■ **Listing**:
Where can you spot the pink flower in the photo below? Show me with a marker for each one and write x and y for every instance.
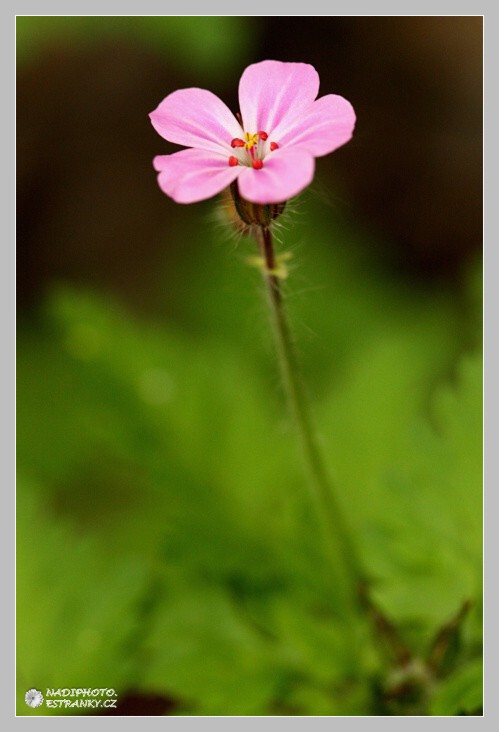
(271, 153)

--

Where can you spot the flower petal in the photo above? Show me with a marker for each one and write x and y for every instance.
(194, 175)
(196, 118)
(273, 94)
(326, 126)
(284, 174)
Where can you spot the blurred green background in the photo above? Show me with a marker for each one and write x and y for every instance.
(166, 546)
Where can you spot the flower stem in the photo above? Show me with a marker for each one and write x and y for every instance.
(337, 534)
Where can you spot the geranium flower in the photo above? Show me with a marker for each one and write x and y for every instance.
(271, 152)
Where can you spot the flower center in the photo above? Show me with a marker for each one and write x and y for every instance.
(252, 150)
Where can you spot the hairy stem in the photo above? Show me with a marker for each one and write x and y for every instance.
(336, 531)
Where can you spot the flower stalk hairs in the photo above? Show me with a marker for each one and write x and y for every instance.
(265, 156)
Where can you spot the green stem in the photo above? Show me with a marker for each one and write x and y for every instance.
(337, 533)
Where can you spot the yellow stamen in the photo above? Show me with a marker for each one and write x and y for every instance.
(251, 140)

■ **Your task**:
Pull out each line above that includes the word "green", and copy it in full. Case matters.

■ **Result below**:
Where can you spot the blurred green background in the photo above? Show me with a marker for each one and write x and y for every instance.
Where can you spot the green stem in the photo above? Show me with a marker for each one and write x and y for every instance.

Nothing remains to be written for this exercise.